# Extracted text start

But now, over 50 years after the fighting, adoption in Korea has become something else - the intersection of the world's demand for adoptable infants and the lack of societal support for unmarried Korean mothers. In these intervening years, adoption has evolved from an act of charity by adoptive parents, to an act of despair by single mothers and families who have found little support from the 12th largest economy in the world (according to World Bank 2005 statistics, which report South's Korea's GDP at $787,624,000,000), and ultimately to simple supply and demand.

It has taken the recent generation of Korean adoptees' return to Korea to gain the attention of the Korean government and to remind them of their responsibility to make it possible for Korean children to stay with their mothers. The Korean government's positive stance on adoption is changing, and along with it, requisite laws, social welfare programs, and even societal opinion. Korea is acknowledging, at last, that as a world economy, it must care for its own, and that sending its children abroad isn't the way to do that.

The need of women and children in poverty in the world today is no different from the need of Korean women and children after the Korean war. But today we can look back at the evolution of Korean adoption to remind ourselves how easy it is for adoption's initial purpose to be lost as countries climb out of poverty. And I believe that our voices have the power to influence the outcome.

# Extracted text end

Stated problem 1: Copy the passage on Korean adoption word for word, between "It has taken" and "to do that.", inclusive.
Stated problem 2: Extend the passage on Korean adoption, picking up right after its final sentence.

# Information given start

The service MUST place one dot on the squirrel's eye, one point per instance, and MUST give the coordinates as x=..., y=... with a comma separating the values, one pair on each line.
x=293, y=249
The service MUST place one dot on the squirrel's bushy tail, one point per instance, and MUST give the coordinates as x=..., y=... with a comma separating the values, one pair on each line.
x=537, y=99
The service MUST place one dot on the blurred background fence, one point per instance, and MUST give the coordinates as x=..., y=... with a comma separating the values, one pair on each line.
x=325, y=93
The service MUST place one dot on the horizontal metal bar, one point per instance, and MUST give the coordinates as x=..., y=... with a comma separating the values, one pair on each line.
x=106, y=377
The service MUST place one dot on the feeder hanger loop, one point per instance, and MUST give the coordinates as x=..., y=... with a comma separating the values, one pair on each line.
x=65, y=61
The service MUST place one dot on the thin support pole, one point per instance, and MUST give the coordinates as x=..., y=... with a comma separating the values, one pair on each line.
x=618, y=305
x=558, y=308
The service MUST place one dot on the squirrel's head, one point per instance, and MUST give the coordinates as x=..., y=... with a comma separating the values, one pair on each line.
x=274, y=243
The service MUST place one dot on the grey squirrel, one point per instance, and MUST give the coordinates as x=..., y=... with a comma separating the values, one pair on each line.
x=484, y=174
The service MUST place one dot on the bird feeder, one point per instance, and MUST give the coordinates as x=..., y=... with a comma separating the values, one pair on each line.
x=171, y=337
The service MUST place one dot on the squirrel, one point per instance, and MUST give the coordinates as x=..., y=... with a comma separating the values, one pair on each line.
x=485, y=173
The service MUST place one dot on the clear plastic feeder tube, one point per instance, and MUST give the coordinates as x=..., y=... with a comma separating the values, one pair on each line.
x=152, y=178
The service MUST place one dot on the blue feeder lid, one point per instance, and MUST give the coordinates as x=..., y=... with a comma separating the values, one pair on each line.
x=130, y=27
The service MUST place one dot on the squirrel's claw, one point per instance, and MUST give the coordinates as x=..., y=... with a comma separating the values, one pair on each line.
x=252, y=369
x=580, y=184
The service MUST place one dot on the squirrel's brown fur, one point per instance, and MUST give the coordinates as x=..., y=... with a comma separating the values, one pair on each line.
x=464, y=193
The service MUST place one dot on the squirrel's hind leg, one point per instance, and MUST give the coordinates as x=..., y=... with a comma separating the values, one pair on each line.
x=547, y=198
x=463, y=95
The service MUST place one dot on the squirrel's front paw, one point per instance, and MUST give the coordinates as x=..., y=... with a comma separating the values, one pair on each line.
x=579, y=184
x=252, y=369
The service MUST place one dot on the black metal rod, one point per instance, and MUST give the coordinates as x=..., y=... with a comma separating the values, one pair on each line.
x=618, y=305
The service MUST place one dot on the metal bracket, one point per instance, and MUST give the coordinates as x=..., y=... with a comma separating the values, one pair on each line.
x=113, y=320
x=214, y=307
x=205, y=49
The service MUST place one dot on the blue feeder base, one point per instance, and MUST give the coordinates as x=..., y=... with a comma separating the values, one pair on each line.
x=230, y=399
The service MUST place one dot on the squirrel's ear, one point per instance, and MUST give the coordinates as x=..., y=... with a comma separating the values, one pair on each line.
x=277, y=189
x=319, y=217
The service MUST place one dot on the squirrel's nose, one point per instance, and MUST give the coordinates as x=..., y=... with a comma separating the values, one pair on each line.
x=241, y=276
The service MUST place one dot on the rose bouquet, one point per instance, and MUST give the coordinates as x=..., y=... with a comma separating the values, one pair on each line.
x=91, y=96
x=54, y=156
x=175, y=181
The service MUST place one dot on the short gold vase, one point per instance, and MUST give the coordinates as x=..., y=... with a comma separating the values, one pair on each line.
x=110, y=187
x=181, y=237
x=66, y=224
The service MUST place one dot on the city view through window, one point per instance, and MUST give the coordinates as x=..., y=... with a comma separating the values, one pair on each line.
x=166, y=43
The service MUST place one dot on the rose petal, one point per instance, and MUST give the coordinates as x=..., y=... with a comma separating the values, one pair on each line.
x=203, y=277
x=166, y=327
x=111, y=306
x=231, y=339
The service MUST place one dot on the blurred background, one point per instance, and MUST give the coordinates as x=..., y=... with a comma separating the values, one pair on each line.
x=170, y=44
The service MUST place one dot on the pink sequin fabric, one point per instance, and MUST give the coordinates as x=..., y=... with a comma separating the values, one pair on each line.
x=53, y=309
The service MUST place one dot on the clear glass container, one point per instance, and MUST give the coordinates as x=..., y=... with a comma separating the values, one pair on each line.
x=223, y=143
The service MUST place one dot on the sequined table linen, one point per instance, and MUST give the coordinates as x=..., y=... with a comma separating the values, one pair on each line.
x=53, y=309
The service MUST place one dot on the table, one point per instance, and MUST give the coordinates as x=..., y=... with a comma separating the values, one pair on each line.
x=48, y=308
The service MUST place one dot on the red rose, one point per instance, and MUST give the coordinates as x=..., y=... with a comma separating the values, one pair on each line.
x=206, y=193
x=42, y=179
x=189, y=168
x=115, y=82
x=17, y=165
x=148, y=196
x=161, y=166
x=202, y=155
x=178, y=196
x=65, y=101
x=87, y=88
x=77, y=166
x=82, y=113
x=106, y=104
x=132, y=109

# Information given end
# Information given start

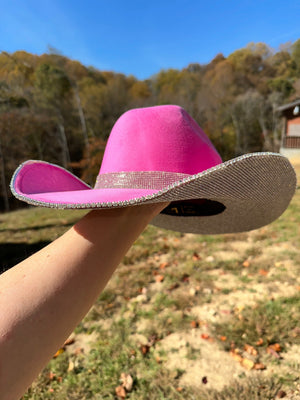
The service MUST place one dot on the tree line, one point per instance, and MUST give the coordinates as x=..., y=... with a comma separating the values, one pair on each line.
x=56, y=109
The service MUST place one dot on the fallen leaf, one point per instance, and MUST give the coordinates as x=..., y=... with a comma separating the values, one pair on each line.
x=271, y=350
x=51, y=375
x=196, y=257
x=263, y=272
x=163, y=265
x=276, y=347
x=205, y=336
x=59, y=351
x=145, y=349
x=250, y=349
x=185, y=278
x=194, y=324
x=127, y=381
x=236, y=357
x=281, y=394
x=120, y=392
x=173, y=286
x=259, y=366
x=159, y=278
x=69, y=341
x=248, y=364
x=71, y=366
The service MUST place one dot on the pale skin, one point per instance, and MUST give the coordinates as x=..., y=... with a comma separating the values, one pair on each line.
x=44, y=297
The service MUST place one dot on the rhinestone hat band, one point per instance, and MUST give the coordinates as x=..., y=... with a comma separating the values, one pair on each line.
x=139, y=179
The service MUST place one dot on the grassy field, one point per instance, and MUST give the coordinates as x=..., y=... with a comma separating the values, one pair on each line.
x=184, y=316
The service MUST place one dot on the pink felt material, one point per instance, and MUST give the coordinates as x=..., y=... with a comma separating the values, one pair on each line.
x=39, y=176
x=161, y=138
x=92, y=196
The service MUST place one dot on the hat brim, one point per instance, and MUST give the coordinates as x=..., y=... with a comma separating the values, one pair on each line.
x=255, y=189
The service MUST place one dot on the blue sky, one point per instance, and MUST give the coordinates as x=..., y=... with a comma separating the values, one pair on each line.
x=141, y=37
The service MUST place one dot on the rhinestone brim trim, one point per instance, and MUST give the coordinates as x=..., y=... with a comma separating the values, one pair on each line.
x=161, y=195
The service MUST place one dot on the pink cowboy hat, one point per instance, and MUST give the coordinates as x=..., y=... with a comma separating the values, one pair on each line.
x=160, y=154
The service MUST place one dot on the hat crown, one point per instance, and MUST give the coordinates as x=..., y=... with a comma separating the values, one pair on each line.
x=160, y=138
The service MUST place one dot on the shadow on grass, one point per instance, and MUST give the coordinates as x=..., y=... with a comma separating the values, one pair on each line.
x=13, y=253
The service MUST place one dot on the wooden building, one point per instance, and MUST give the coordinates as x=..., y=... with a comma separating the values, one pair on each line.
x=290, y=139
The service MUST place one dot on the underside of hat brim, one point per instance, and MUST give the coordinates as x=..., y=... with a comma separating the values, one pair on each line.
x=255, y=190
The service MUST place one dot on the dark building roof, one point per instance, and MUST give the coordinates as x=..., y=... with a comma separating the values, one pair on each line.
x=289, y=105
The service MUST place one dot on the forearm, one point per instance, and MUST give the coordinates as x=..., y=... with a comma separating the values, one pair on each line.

# Information given end
# Information given start

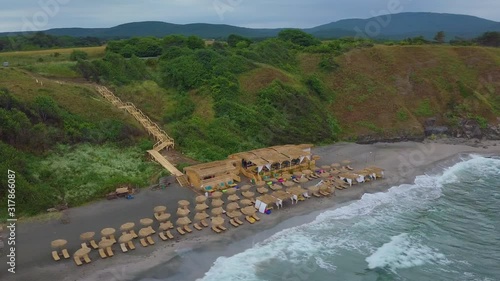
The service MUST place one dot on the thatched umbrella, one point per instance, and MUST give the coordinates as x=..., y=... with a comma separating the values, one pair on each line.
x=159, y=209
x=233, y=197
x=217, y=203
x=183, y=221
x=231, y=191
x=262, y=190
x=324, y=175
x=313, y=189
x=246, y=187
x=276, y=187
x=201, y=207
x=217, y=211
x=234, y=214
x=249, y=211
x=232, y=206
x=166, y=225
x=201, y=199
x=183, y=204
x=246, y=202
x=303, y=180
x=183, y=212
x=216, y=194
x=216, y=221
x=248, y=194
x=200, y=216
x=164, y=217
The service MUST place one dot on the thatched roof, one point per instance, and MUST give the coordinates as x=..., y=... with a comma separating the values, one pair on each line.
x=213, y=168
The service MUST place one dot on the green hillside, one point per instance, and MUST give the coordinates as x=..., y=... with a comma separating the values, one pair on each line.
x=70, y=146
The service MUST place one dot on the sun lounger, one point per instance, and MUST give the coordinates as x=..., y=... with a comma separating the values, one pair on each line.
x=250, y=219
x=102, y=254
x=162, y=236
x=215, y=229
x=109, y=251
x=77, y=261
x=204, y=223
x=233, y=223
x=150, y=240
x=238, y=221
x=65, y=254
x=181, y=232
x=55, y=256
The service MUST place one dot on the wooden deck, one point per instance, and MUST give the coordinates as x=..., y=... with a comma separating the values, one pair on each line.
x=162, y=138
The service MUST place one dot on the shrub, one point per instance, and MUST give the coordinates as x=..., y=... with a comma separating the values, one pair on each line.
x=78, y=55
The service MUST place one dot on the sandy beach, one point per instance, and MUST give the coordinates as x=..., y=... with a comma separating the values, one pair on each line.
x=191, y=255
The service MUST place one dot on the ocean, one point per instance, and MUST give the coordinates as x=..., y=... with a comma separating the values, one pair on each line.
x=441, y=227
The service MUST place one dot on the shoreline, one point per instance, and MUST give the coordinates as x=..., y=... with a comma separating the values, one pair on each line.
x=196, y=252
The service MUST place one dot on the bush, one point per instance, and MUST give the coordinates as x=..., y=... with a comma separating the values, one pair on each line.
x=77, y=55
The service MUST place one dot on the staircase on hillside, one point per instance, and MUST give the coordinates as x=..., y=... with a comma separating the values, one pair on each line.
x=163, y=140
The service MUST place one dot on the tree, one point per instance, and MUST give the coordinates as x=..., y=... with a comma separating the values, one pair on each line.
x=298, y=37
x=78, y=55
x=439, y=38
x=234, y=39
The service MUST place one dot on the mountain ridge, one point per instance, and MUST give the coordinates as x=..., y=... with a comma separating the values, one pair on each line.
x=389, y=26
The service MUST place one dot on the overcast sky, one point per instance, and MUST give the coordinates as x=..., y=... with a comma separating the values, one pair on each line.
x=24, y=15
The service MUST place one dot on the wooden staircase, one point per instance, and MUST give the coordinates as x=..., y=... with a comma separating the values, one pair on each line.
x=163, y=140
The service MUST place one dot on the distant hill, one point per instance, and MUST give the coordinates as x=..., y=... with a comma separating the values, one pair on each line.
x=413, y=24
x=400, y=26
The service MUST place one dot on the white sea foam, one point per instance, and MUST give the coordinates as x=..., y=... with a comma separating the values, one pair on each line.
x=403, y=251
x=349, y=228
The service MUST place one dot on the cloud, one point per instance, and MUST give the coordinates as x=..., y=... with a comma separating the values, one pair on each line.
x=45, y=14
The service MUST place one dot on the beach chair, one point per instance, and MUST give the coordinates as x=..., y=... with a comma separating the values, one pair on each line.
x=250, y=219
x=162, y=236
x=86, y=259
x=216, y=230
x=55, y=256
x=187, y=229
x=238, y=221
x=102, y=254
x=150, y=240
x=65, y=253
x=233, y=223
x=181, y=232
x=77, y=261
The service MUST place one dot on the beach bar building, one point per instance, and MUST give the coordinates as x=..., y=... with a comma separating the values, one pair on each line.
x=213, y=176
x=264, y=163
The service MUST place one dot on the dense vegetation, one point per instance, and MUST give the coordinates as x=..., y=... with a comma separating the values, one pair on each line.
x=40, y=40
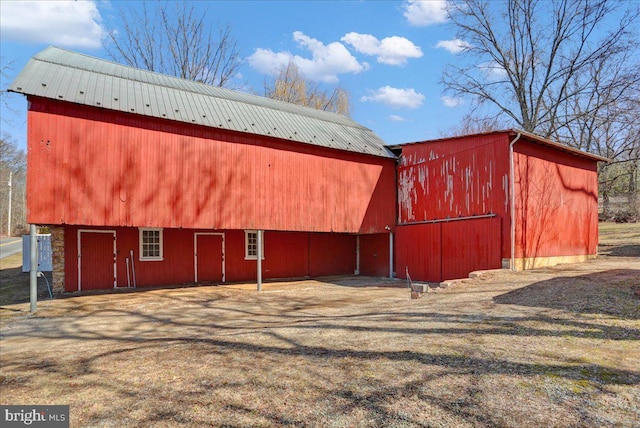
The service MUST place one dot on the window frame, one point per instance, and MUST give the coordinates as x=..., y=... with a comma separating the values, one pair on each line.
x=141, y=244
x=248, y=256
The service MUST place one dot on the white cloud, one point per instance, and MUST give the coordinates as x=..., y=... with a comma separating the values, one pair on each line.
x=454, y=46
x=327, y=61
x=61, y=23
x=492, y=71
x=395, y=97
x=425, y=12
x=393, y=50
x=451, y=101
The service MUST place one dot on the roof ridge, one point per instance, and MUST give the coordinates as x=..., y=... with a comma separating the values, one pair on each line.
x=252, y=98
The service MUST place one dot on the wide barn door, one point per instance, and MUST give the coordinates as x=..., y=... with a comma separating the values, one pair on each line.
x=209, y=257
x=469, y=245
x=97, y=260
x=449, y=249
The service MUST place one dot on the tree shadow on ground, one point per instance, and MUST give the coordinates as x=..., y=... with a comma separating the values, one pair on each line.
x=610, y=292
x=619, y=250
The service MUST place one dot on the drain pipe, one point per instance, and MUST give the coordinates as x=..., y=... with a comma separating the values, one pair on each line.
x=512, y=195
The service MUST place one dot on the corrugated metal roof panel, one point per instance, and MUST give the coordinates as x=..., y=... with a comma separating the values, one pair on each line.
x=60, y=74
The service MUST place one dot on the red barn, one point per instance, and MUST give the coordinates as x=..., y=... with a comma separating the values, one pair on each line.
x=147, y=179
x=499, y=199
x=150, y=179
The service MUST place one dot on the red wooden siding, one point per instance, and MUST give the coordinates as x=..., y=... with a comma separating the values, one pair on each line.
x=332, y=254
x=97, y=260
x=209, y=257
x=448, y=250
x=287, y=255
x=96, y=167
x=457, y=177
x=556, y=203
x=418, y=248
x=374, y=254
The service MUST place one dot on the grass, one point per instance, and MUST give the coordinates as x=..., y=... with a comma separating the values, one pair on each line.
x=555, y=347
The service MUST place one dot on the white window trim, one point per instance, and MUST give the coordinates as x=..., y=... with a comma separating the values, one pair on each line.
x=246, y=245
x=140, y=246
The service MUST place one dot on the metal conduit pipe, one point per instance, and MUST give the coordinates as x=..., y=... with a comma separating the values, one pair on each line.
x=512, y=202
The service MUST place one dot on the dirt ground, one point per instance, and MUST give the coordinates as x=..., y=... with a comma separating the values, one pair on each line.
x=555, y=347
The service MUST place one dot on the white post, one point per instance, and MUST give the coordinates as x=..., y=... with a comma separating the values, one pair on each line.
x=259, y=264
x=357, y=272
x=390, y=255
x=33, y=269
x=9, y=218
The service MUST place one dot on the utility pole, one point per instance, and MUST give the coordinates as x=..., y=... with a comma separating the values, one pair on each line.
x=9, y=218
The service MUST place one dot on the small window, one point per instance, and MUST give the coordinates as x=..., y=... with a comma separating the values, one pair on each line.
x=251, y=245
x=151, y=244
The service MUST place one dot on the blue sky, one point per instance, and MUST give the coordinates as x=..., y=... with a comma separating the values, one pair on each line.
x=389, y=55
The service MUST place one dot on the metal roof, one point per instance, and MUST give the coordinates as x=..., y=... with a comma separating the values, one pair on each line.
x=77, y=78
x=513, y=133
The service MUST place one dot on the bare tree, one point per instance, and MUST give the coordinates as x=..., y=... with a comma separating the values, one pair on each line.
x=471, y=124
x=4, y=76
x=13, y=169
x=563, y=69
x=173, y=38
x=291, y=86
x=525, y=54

# Information given end

Exercise answer 1:
It has taken the recent generation of Korean adoptees' return to Korea to gain the attention of the Korean government and to remind them of their responsibility to make it possible for Korean children to stay with their mothers. The Korean government's positive stance on adoption is changing, and along with it, requisite laws, social welfare programs, and even societal opinion. Korea is acknowledging, at last, that as a world economy, it must care for its own, and that sending its children abroad isn't the way to do that.

Exercise answer 2:
Comments

abebech said…
I wrote a post in response to a comment on one of your earlier posts yesterday, but I took it down because it seemed too hostile.
Still, the gist of it is that there are places and cases of extreme poverty, no village to raise that child, no safety net. So to read that local adoption or fostering are options I'd support if I really cared enrages me. How to find foster/adoptive families in a nation with "Child headed households"? Someday there might not be a need for adoption from Ethiopia. When that someday comes, there shouldn't be adoption from Ethiopia. Until then, those kinds of statements only divide, and make me want to withdraw from all of this.
abebech said…
Margie, I just wanted to clarify. You're great: I was responding to a commenter, and I appreciate very much that you consider that there are times and places when adoption is beneficial and perhaps even necessary, but that hopefully that need will change and we'll be mindful of it. Reread my comment and realized someone reading quickly could think I'd been hostile to you.
Margie said…
Abebech, it didn't sound hostile at all, I understood you were responding to a commenter.

I'm struggling with it all right now, too, but I think the discussion I'm seeing is getting down to brass tacks. And the issue will turn on the health and safety of the child.

The question that's turning in my head right now is if an orphanage is better than a family, since it preserves culture. Not being an adoptee, I can't answer that. But I would like to talk about it.
sherri said…
I really appreciate this post. It is intelligently written and simply has loads of common sense. I am fairly new to the "adoption blogsphere" and find myself a bit confused by what seems to be a storm brewing between adoptive parents and adult adoptees. I would be really interested in hearing your thoughts on the conflict.

Sherri

oh, BTW...I'm going to add you to my blogroll.
Margie said…
Sherri, thanks, and I've got you linked, too.
abebech said…
Margie, I'm really struggling with this. I'm going to respond on my blog if you don't mind, as I don't want to stiffle conversation here.
I have an inner struggle with this one. I am only going to answer this as a mother now. The answer as a "activist-humanitarian" could be an entirely different answer. I have not sat down yet to really think this one out with that "hat" on.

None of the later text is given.